*Provided text*
_ _ _ _ _ _ _

1 Version
V2.1
2 Functions
Natural Language Understanding (MMC-NLU):
- Receives
- Input Text
- Recognised Text
- Audio Instance ID
- Audio Scene Geometry
- Visual Instance ID
- Visual Scene Geometry.
- Performs the following:
- Refines Recognised Text
- Extracts Meaning from Input Text or Recognised Text considering
- The spatial position of the selected Audio Instance and Visual Instance
- The semantics of the two Instances obtained from Audio Instance ID and Visual Instance ID.
- Produces
- Refined Text
- Text Descriptors (Meaning).
3 Reference Architecture
Figure 1 depicts the Reference Architecture of the Natural Language Understanding AIM.
Figure 1 – The Natural Language Understanding AIM
Note that Output Data in italic are passed directly from the homonymous Input Data.
4 I/O Data
Table 1 specifies the Input and Output Data of the Natural Language Understanding AIM.

_ _ _ _ _ _ _

Entries pointing to named objects:
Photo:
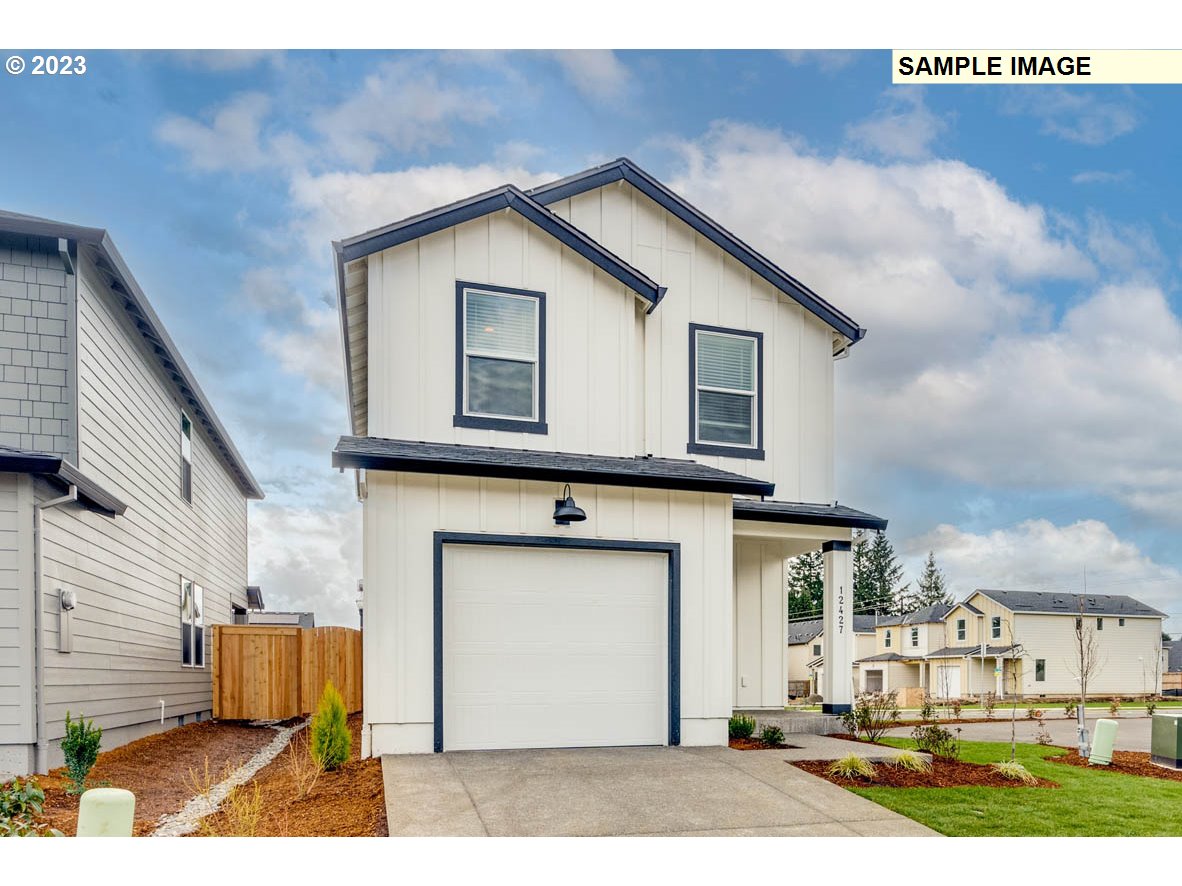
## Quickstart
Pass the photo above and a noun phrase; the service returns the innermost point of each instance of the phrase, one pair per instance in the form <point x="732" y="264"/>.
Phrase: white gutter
<point x="41" y="754"/>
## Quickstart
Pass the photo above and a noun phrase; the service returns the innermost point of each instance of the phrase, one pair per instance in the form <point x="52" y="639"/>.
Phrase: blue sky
<point x="1013" y="252"/>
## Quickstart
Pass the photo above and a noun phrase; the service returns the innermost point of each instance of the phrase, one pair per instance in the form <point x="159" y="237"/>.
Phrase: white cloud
<point x="402" y="106"/>
<point x="597" y="75"/>
<point x="306" y="559"/>
<point x="1099" y="176"/>
<point x="1039" y="555"/>
<point x="229" y="141"/>
<point x="827" y="60"/>
<point x="1075" y="115"/>
<point x="902" y="126"/>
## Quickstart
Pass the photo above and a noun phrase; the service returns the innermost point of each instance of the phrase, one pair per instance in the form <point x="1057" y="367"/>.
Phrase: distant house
<point x="123" y="502"/>
<point x="1019" y="642"/>
<point x="806" y="652"/>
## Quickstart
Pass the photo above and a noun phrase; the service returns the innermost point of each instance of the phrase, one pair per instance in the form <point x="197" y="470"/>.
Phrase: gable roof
<point x="804" y="630"/>
<point x="627" y="170"/>
<point x="140" y="311"/>
<point x="928" y="614"/>
<point x="1053" y="603"/>
<point x="647" y="471"/>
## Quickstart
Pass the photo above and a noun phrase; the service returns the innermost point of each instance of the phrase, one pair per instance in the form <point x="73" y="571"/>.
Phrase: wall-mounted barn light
<point x="566" y="512"/>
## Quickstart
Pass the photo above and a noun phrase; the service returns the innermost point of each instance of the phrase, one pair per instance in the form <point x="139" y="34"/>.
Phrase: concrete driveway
<point x="1131" y="734"/>
<point x="624" y="792"/>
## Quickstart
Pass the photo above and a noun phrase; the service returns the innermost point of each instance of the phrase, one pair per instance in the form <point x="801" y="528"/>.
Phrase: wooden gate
<point x="275" y="672"/>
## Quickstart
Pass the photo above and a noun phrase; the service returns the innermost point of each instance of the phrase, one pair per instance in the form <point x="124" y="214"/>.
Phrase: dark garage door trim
<point x="670" y="549"/>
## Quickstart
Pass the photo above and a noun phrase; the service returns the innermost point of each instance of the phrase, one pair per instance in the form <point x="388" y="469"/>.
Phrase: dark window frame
<point x="733" y="451"/>
<point x="520" y="425"/>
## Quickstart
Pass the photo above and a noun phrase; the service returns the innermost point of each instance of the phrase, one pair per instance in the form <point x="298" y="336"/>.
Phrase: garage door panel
<point x="554" y="647"/>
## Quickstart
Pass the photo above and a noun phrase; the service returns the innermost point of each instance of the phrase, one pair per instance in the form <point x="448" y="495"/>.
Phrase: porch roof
<point x="807" y="513"/>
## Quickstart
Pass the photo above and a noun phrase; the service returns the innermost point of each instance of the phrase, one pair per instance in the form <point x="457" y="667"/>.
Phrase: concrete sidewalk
<point x="630" y="792"/>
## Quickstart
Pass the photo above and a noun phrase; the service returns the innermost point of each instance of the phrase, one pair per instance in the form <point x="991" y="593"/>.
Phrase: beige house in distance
<point x="1030" y="645"/>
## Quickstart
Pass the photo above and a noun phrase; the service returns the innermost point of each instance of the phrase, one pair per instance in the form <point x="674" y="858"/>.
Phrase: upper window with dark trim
<point x="726" y="396"/>
<point x="500" y="349"/>
<point x="186" y="458"/>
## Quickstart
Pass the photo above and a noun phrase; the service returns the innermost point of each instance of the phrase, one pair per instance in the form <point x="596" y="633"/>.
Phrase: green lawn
<point x="1090" y="802"/>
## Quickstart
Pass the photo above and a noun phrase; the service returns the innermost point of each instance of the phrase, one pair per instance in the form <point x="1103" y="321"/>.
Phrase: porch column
<point x="837" y="683"/>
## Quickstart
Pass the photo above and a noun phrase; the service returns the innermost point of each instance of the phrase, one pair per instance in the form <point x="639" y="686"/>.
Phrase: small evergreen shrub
<point x="771" y="735"/>
<point x="936" y="741"/>
<point x="910" y="761"/>
<point x="851" y="766"/>
<point x="741" y="727"/>
<point x="1013" y="770"/>
<point x="331" y="738"/>
<point x="80" y="750"/>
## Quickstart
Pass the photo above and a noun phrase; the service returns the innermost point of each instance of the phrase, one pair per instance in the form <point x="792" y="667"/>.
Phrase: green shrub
<point x="1013" y="770"/>
<point x="331" y="738"/>
<point x="910" y="761"/>
<point x="80" y="750"/>
<point x="771" y="735"/>
<point x="936" y="741"/>
<point x="851" y="766"/>
<point x="20" y="803"/>
<point x="741" y="727"/>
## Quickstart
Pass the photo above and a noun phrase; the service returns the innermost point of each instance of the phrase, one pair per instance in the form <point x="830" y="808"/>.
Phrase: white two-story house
<point x="123" y="502"/>
<point x="589" y="427"/>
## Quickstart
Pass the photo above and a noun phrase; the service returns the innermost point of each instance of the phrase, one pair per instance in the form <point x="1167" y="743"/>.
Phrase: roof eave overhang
<point x="624" y="169"/>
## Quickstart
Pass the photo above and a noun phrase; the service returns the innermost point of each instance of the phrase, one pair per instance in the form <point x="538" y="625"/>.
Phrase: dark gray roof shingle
<point x="381" y="454"/>
<point x="1056" y="603"/>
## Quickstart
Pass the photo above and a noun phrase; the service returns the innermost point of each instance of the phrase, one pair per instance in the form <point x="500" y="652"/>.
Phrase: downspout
<point x="40" y="761"/>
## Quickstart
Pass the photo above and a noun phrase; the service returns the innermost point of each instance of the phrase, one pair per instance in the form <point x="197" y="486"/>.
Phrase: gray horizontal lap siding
<point x="127" y="571"/>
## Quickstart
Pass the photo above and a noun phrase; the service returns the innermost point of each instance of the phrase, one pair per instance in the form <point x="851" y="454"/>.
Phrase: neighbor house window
<point x="725" y="393"/>
<point x="186" y="458"/>
<point x="193" y="625"/>
<point x="500" y="358"/>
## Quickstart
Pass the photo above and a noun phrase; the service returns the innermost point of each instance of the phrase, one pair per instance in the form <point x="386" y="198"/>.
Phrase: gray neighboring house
<point x="123" y="502"/>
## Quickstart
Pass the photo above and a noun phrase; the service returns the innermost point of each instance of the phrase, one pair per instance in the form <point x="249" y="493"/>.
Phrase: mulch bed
<point x="1129" y="762"/>
<point x="757" y="744"/>
<point x="157" y="770"/>
<point x="348" y="802"/>
<point x="945" y="774"/>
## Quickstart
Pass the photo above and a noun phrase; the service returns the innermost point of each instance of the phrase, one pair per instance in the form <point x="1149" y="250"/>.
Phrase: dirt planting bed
<point x="945" y="774"/>
<point x="348" y="802"/>
<point x="157" y="770"/>
<point x="757" y="744"/>
<point x="1129" y="762"/>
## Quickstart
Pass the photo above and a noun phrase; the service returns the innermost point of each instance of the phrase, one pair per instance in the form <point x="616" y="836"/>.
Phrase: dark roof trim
<point x="624" y="169"/>
<point x="806" y="513"/>
<point x="149" y="326"/>
<point x="396" y="455"/>
<point x="62" y="473"/>
<point x="504" y="197"/>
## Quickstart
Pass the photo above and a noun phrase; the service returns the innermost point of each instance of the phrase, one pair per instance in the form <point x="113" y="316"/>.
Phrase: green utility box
<point x="1166" y="741"/>
<point x="1103" y="738"/>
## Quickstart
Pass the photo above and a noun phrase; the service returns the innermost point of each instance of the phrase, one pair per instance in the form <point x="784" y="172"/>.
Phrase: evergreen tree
<point x="806" y="586"/>
<point x="933" y="586"/>
<point x="877" y="573"/>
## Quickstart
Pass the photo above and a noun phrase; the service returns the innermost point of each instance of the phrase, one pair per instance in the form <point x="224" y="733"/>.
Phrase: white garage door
<point x="547" y="647"/>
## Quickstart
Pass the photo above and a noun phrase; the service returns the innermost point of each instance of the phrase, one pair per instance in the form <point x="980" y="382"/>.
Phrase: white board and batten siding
<point x="617" y="379"/>
<point x="127" y="571"/>
<point x="403" y="510"/>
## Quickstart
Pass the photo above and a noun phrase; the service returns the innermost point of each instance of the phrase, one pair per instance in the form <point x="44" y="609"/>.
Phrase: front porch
<point x="766" y="535"/>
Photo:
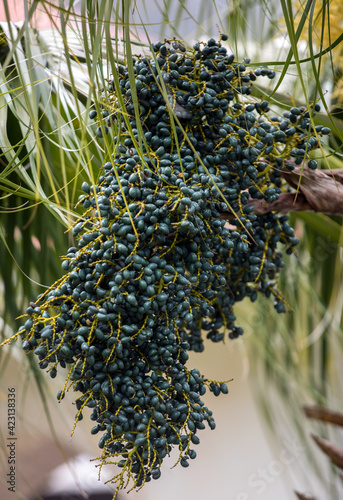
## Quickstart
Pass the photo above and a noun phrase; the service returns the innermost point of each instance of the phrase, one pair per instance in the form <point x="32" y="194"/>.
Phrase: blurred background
<point x="54" y="59"/>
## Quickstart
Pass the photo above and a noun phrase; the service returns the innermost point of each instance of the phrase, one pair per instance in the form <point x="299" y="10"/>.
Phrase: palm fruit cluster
<point x="156" y="263"/>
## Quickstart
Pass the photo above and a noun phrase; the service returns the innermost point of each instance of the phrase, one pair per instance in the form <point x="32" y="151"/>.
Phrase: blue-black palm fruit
<point x="156" y="263"/>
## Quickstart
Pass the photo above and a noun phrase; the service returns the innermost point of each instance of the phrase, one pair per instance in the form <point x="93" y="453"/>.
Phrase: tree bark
<point x="316" y="191"/>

_ _ _ _ _ _ _

*Work instructions*
- 1) Please list every type of data that the Natural Language Understanding module description says the module receives.
- 2) Resume the Natural Language Understanding module description from where it stops.
These entries have nothing to do with the Natural Language Understanding module description.

*Answers to the problems*
- 1)
- Input Text
- Recognised Text
- Audio Instance ID
- Audio Scene Geometry
- Visual Instance ID
- Visual Scene Geometry

- 2)
Table 1 – I/O Data of the Natural Language Understanding AIM
Input | Description |
Text Object | ID of the Entity emitting an Audio-Visual Scene or a Communication Item. |
Recognised Text | Input from the Automatic Speech Recognition AIM |
Audio Scene Geometry | The digital representation of the spatial arrangement of the Audio Objects of the Scene. |
Audio Instance Identifier | The Identifier of the specific Audio Object belonging to a level in the taxonomy. |
Visual Scene Geometry | The digital representation of the spatial arrangement of the Visual Objects of the Scene. |
Visual Instance Identifier | The Identifier of the specific Visual Object belonging to a level in the taxonomy. |
Output | Description |
Meaning | Descriptors of the Refined Text. |
Refined Text | The refined version of the Recognised Text. |
5. SubAIMs
No SubAIMs.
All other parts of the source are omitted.